[THE TASK]:
With pictures omitted, copy exactly the lines from the one containing "Thanks for the photo. Could you please mark the toilet" through the end of the records below.

[PROVIDED RECORDS]:
• • • •
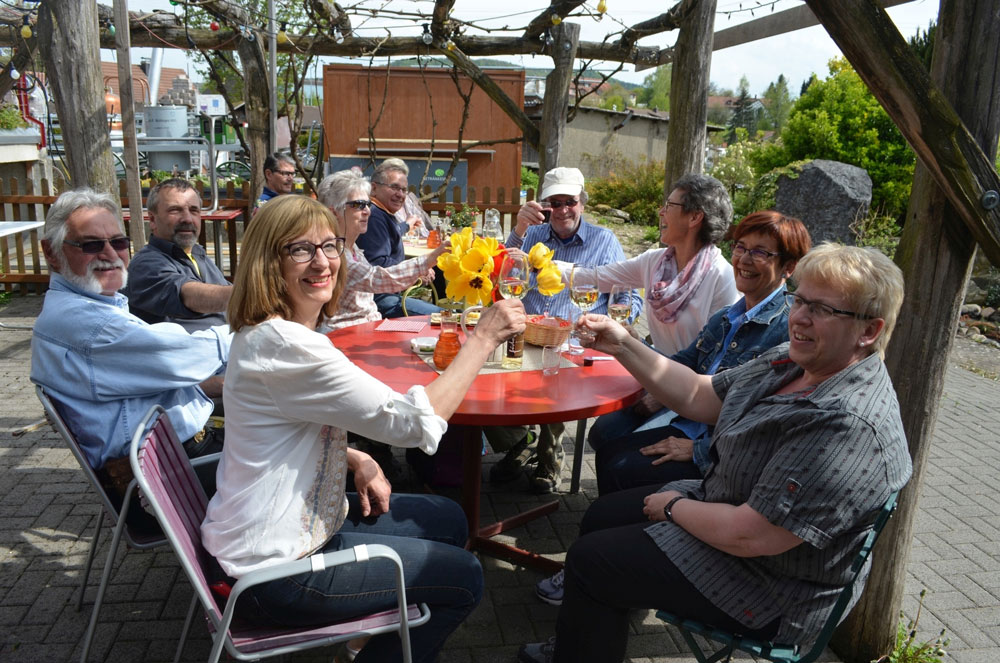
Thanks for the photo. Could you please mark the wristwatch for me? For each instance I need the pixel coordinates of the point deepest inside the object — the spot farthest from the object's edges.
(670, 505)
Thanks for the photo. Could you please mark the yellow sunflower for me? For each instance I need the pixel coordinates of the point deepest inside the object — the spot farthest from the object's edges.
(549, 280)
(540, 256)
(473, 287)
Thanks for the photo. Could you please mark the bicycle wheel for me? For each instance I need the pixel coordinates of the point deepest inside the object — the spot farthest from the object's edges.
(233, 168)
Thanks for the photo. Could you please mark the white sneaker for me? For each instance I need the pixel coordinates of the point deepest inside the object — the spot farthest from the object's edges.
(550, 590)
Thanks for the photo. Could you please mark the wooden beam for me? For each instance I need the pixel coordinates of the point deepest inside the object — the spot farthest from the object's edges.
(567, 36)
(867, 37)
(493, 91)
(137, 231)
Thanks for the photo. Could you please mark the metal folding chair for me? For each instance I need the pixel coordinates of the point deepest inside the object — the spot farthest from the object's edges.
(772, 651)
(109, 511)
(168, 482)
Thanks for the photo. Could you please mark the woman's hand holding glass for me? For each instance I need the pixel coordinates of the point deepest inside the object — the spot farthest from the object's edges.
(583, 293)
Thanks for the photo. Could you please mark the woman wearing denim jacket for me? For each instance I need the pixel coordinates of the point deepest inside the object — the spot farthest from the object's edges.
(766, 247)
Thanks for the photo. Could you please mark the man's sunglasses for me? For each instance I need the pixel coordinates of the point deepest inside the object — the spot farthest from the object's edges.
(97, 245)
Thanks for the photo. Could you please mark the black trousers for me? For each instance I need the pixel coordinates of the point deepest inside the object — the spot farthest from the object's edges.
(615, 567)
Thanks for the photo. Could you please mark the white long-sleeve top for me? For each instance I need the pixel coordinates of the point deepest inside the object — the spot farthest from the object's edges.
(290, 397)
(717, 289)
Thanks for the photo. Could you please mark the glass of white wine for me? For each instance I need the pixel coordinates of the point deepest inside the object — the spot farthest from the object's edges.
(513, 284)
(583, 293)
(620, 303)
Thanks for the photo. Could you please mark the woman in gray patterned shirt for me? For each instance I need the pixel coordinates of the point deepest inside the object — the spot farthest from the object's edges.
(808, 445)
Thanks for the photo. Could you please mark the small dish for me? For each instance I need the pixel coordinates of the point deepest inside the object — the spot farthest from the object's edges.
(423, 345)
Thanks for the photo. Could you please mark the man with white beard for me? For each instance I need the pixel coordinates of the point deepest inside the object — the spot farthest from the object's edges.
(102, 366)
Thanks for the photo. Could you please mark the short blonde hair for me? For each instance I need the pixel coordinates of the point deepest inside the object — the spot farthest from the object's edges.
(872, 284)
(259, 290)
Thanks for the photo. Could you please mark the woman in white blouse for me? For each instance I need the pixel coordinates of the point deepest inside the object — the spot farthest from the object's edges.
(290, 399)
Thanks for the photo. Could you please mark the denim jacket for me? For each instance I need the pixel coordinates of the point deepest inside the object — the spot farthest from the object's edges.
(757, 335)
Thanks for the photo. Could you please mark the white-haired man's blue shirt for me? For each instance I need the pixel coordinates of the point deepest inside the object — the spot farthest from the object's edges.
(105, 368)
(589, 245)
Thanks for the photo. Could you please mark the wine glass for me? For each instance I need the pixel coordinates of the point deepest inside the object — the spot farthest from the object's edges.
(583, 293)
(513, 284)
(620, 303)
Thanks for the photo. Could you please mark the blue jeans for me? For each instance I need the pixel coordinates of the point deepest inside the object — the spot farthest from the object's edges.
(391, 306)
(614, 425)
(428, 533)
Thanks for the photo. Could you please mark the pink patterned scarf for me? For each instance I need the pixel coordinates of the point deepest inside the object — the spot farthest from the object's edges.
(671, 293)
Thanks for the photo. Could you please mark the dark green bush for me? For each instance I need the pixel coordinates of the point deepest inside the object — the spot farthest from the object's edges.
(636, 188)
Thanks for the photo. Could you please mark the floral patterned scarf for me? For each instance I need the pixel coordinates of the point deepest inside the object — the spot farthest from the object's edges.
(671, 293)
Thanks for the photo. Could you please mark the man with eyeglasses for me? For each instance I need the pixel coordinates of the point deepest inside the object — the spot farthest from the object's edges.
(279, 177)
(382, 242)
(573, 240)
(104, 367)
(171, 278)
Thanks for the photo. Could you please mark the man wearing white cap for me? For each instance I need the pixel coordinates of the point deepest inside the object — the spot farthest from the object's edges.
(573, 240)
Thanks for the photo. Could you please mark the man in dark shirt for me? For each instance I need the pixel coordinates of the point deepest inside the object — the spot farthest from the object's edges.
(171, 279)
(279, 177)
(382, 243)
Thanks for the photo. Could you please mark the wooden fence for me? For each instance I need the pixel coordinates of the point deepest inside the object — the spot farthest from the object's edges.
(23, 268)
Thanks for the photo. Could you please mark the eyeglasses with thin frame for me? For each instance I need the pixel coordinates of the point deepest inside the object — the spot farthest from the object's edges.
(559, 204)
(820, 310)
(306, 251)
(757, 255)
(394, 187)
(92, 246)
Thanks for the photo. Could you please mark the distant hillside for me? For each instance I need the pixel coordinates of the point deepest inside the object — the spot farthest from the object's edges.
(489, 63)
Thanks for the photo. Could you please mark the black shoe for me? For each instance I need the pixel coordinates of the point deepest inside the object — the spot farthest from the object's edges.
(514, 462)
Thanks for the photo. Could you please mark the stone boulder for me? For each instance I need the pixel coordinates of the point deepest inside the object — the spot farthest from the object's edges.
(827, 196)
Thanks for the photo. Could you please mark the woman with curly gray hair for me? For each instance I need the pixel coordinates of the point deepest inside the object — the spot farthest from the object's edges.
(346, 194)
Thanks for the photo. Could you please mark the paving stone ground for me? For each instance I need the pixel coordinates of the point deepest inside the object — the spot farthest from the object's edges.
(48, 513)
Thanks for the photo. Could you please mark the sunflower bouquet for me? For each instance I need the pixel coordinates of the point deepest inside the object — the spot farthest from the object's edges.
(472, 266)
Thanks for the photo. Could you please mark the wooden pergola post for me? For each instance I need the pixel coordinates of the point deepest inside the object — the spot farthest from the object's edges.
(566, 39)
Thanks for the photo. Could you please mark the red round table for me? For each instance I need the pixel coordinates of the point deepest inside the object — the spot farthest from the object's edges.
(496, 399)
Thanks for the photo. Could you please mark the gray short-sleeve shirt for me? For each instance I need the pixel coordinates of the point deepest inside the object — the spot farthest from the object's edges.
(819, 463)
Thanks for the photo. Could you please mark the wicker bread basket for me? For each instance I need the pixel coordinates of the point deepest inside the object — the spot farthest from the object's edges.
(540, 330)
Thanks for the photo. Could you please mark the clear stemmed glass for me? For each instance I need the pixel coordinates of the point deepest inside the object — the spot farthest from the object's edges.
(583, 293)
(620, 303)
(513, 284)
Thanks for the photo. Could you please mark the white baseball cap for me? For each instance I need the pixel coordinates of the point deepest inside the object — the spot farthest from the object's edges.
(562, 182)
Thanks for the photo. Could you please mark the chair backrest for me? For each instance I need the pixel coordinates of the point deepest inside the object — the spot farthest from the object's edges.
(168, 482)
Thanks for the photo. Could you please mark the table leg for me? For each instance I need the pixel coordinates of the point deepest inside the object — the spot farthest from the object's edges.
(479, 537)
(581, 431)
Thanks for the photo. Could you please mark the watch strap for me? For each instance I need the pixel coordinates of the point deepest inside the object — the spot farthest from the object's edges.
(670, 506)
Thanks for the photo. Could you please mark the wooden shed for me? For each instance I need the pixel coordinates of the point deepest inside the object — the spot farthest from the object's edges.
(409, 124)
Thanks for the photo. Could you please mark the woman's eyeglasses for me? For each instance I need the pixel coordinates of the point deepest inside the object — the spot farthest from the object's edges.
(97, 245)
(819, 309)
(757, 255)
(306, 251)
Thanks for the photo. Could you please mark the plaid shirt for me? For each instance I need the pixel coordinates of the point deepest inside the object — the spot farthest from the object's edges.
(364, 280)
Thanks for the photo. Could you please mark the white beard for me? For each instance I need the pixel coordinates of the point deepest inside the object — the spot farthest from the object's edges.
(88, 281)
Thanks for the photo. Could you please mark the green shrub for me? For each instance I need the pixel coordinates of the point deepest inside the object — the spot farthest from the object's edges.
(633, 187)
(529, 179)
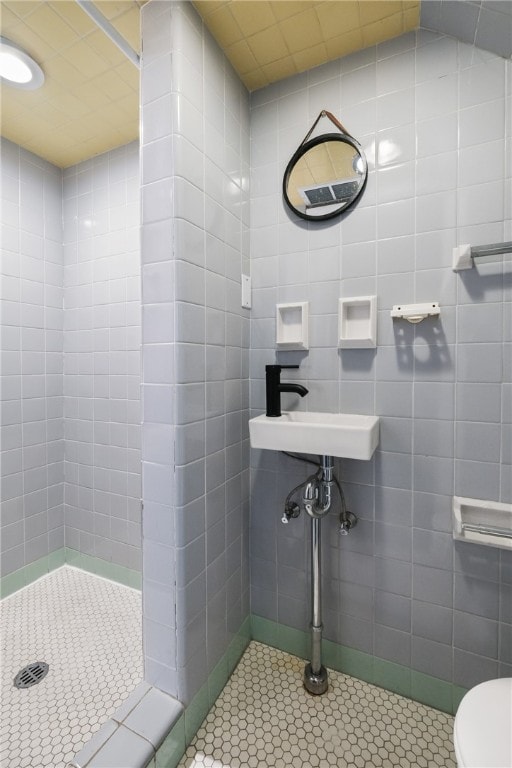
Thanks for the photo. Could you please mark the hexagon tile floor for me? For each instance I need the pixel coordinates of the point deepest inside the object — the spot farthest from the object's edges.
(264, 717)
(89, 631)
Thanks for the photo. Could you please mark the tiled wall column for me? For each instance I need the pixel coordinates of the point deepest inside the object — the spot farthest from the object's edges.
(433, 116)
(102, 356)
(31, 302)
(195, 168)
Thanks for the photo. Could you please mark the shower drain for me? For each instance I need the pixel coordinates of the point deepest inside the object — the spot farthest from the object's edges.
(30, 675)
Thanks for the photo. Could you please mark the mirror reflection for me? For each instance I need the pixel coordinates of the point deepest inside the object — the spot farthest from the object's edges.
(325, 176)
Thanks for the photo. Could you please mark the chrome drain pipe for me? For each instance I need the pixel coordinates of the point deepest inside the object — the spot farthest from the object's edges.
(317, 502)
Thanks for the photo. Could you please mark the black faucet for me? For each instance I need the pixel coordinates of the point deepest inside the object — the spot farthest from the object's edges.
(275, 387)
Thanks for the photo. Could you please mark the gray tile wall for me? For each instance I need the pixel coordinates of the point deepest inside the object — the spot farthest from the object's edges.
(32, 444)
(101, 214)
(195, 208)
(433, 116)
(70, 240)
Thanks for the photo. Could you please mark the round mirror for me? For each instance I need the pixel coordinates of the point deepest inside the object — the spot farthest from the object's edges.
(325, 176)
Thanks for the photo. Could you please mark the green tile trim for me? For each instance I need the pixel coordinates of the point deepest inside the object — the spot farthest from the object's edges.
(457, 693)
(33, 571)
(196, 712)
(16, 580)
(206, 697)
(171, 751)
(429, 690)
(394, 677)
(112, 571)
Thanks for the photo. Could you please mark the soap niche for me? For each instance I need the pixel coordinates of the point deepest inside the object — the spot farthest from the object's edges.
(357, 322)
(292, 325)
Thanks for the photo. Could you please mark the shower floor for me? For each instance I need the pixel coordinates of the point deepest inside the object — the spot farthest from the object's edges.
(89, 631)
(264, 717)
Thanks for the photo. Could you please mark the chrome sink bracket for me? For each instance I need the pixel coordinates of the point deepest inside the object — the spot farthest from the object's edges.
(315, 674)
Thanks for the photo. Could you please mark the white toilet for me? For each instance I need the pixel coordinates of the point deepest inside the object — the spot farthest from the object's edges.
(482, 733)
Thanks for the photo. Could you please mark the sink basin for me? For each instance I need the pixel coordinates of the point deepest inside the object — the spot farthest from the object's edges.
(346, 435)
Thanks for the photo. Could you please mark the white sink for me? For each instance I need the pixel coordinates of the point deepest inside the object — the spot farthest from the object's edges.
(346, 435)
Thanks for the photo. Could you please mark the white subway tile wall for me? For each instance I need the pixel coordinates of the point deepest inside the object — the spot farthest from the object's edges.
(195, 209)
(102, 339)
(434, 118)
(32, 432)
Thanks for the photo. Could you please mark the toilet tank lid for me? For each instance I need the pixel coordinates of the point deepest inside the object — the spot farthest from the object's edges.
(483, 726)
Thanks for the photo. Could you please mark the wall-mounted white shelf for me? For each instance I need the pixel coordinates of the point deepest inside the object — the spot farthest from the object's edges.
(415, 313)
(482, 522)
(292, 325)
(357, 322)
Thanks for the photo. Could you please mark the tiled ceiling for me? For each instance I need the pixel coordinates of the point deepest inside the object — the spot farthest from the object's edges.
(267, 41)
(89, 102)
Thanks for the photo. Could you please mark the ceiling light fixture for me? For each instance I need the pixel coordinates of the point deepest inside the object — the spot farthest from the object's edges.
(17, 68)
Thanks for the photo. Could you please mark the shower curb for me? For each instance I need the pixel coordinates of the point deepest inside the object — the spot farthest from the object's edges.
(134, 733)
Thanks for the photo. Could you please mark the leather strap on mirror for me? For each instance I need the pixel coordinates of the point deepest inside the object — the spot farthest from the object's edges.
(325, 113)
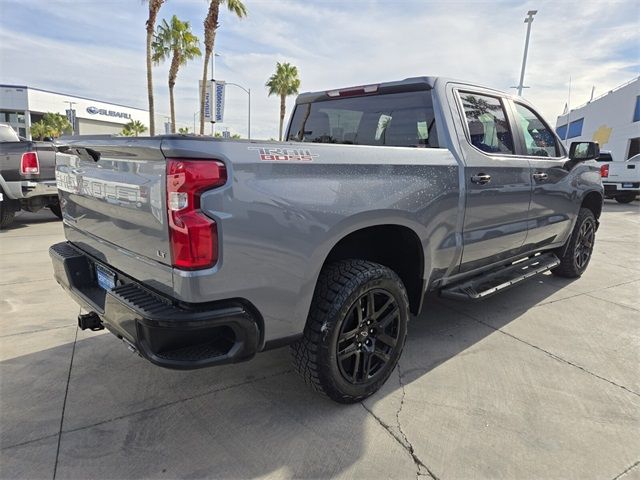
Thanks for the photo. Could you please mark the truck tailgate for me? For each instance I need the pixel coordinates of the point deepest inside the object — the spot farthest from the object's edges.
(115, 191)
• • • •
[RESULT OF THE EXERCISE]:
Thanks for the photo. Could you please mark the toilet tank lid for me? For each instance I need the pixel coordinates of the point deepest inside the object — the spot farthest from the object's edges.
(483, 726)
Thanks for the photo. Could you please mark the wall-mounted white shelf for me? For each instance I need the pixel coordinates of the point deepest inside the object — the spot farthest from the object's edges.
(415, 313)
(482, 522)
(292, 325)
(357, 322)
Thanks for the photo. Could you please mark the tiled ceiling for me? For each instance I need the pixel coordinates of the point deepest inside the object — the spot farthest from the object's edges.
(267, 41)
(89, 102)
Thanks for the photo. Could you please mark the ceiling light fixture for me? For each instance I need the pixel coordinates of the point deepest inside the object — the spot farthest from the object's edges.
(17, 68)
Thanks for the photo. Could you please mark the shower curb for me? For each instance I need the pixel coordinates of the point deepest inside the object — the spot farthest from the object's edges.
(134, 733)
Thanks for the photo. Could you please mark the leather strap on mirror for me? For each instance I need the pixel coordinates of the point deepest inside the object — the spot farthest from the object's edges.
(325, 113)
Thanks for the photo. Could you please mark the truck tailgate for me? For each instance I need the pixel coordinates of the point deepest inside the object — the spot farthest from the object's edges.
(115, 191)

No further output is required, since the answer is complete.